Nothing but the lines from the start of the entries below through the line containing "Query: calm water" should appear in the answer, copied exactly and free of pictures.

################

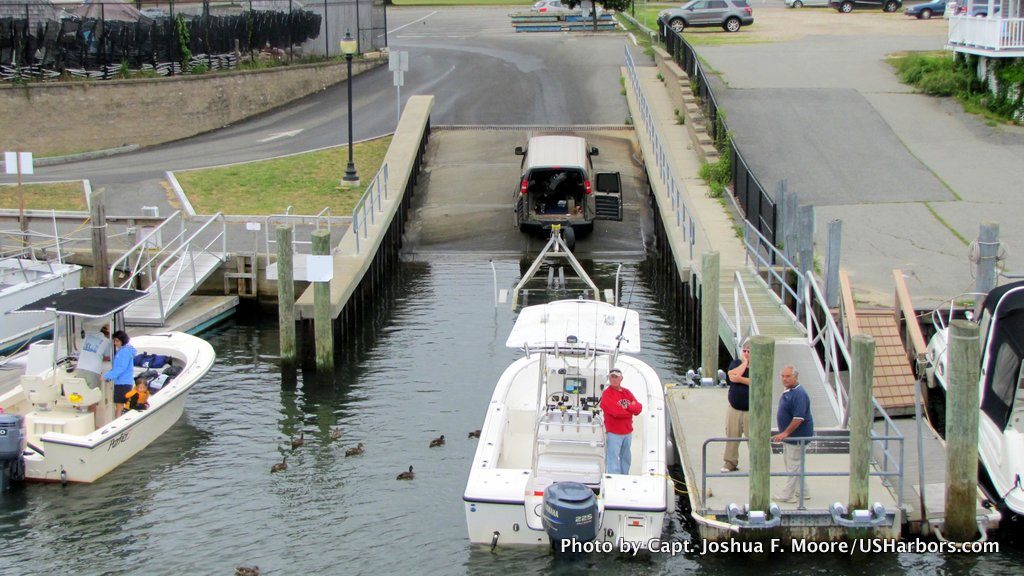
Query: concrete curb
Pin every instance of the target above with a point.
(68, 159)
(180, 194)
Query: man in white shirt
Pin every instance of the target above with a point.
(95, 350)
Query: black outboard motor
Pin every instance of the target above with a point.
(569, 513)
(11, 461)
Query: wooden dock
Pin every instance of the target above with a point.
(752, 289)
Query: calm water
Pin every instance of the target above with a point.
(202, 499)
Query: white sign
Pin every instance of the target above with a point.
(397, 60)
(320, 269)
(17, 162)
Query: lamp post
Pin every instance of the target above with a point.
(348, 47)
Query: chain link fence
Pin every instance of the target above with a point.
(40, 40)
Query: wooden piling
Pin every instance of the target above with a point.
(832, 262)
(709, 313)
(962, 432)
(97, 214)
(286, 295)
(762, 368)
(323, 328)
(859, 412)
(988, 252)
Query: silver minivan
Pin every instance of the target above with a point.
(558, 186)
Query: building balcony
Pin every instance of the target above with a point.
(994, 37)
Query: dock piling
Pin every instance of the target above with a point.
(286, 295)
(988, 254)
(962, 432)
(832, 262)
(709, 313)
(97, 214)
(762, 367)
(323, 324)
(861, 384)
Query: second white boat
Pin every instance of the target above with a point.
(544, 437)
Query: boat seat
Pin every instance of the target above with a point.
(40, 391)
(562, 466)
(78, 385)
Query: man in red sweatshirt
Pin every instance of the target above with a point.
(620, 406)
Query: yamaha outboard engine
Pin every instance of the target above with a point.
(569, 513)
(11, 462)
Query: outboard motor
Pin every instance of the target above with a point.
(11, 461)
(569, 512)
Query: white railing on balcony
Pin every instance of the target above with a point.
(986, 33)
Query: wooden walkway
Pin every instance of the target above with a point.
(894, 379)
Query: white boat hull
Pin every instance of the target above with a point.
(91, 453)
(543, 426)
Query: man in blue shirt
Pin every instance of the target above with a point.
(737, 414)
(795, 421)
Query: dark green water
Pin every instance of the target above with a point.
(202, 499)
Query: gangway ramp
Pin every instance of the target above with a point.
(894, 379)
(174, 262)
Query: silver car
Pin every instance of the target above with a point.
(730, 14)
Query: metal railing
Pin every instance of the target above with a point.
(321, 219)
(989, 33)
(766, 257)
(140, 252)
(370, 203)
(684, 215)
(739, 296)
(757, 206)
(882, 441)
(835, 356)
(184, 257)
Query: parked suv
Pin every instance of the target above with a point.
(846, 6)
(559, 187)
(730, 14)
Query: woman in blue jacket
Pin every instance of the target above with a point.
(121, 370)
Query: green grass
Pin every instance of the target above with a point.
(57, 196)
(307, 181)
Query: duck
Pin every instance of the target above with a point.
(280, 466)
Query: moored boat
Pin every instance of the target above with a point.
(68, 429)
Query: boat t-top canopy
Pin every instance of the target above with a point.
(577, 323)
(85, 302)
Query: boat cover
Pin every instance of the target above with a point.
(85, 302)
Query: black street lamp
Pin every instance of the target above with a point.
(348, 47)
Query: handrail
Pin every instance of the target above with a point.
(804, 474)
(375, 194)
(755, 242)
(902, 307)
(674, 186)
(178, 259)
(836, 352)
(140, 248)
(739, 290)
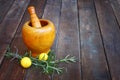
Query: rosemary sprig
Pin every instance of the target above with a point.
(48, 67)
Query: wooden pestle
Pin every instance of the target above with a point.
(33, 17)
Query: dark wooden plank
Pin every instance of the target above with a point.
(94, 65)
(111, 38)
(4, 7)
(10, 24)
(68, 40)
(116, 8)
(23, 74)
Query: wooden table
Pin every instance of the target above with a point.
(87, 29)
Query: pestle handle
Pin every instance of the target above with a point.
(33, 17)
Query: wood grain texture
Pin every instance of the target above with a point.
(31, 74)
(116, 8)
(4, 8)
(110, 32)
(94, 65)
(68, 40)
(52, 13)
(10, 24)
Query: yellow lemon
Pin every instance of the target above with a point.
(43, 56)
(26, 62)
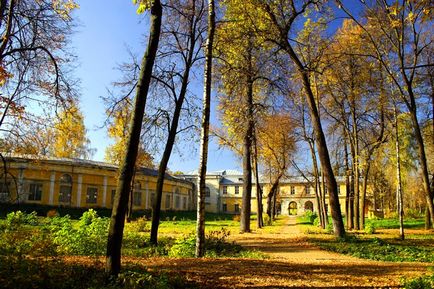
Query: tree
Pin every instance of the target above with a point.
(398, 34)
(243, 66)
(275, 147)
(118, 130)
(182, 37)
(34, 60)
(277, 24)
(70, 139)
(120, 203)
(200, 227)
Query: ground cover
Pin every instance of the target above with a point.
(292, 260)
(379, 242)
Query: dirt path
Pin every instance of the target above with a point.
(293, 263)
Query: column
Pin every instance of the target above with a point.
(147, 196)
(79, 186)
(52, 180)
(104, 191)
(20, 191)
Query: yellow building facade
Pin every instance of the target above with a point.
(82, 183)
(295, 196)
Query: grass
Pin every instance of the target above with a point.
(384, 245)
(394, 223)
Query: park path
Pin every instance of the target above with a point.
(293, 263)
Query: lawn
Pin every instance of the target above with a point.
(383, 245)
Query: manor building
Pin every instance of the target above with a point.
(84, 183)
(295, 194)
(90, 184)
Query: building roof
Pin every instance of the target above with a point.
(84, 163)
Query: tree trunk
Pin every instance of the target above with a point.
(316, 183)
(323, 153)
(364, 191)
(399, 198)
(355, 138)
(156, 207)
(117, 221)
(259, 219)
(247, 165)
(347, 188)
(204, 140)
(323, 188)
(428, 224)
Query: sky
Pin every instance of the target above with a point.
(105, 32)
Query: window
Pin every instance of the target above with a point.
(65, 189)
(137, 198)
(237, 208)
(152, 199)
(167, 201)
(35, 192)
(113, 196)
(237, 190)
(177, 202)
(91, 195)
(5, 188)
(184, 203)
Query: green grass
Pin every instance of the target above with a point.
(382, 246)
(379, 249)
(394, 223)
(24, 234)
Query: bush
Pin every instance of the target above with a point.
(370, 228)
(267, 219)
(329, 227)
(413, 214)
(89, 238)
(140, 225)
(184, 247)
(423, 282)
(308, 217)
(52, 213)
(16, 219)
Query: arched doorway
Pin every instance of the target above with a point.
(292, 208)
(308, 206)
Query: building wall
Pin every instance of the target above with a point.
(91, 185)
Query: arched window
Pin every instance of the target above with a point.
(308, 206)
(292, 208)
(65, 189)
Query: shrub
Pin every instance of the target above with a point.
(413, 214)
(184, 247)
(52, 213)
(370, 228)
(329, 227)
(16, 219)
(140, 225)
(89, 238)
(267, 219)
(236, 218)
(423, 282)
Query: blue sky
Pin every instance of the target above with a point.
(106, 29)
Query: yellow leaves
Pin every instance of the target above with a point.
(64, 7)
(4, 75)
(70, 134)
(143, 5)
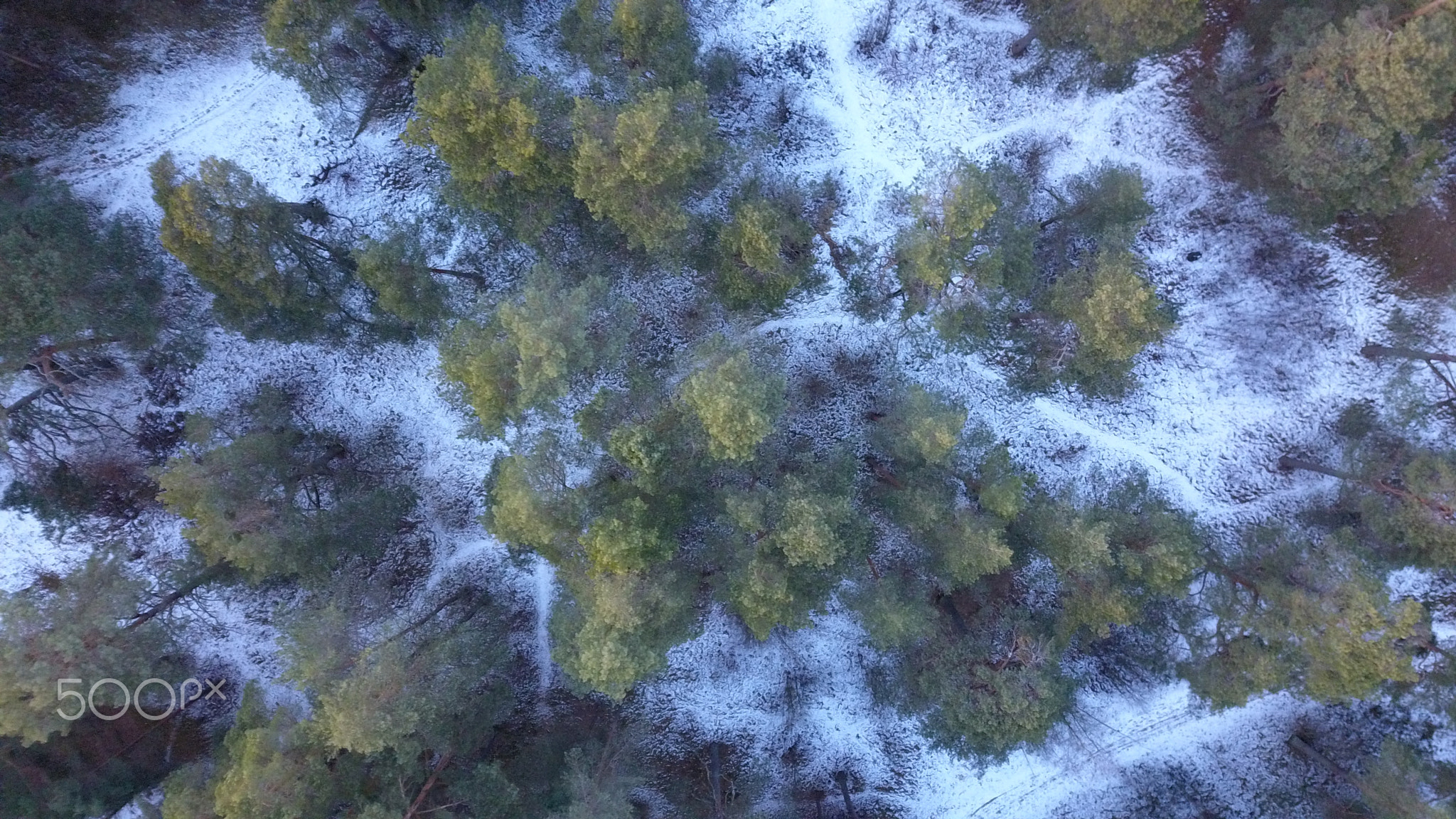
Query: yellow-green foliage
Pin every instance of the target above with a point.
(810, 523)
(948, 218)
(528, 353)
(754, 250)
(637, 164)
(736, 402)
(765, 598)
(1349, 640)
(924, 427)
(223, 226)
(498, 130)
(654, 36)
(1360, 108)
(70, 631)
(970, 548)
(1118, 31)
(277, 770)
(638, 448)
(382, 701)
(395, 269)
(896, 611)
(1114, 311)
(526, 513)
(250, 248)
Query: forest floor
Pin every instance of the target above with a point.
(1265, 355)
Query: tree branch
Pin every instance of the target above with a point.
(430, 783)
(211, 573)
(1382, 352)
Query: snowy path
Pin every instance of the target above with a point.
(1261, 359)
(1260, 362)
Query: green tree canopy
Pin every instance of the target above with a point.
(503, 133)
(69, 628)
(530, 348)
(635, 165)
(1118, 31)
(283, 500)
(765, 251)
(65, 279)
(736, 402)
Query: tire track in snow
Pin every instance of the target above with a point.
(162, 141)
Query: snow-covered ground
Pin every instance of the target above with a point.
(1264, 355)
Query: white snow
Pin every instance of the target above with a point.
(1264, 356)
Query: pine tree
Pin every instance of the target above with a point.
(635, 165)
(654, 38)
(621, 626)
(65, 280)
(271, 276)
(1118, 31)
(73, 627)
(599, 784)
(503, 133)
(282, 500)
(397, 270)
(1360, 108)
(354, 60)
(530, 348)
(950, 218)
(736, 402)
(896, 611)
(1292, 614)
(276, 767)
(764, 254)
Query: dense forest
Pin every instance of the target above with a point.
(608, 273)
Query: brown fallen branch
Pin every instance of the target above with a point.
(1288, 462)
(1382, 352)
(430, 783)
(18, 59)
(203, 579)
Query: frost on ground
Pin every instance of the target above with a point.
(1264, 356)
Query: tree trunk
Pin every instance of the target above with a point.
(430, 783)
(715, 776)
(842, 780)
(204, 577)
(1382, 352)
(482, 282)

################

*Answer to the problem*.
Query: concrete curb
Pin every instance of the target above with a point.
(68, 159)
(180, 194)
Query: man in white shirt
Pin every instance of the target above with a point.
(95, 350)
Query: black outboard motor
Pin every instance of the target above with a point.
(569, 513)
(11, 461)
Query: wooden dock
Pin every instance of the target above with a point.
(752, 289)
Query: calm water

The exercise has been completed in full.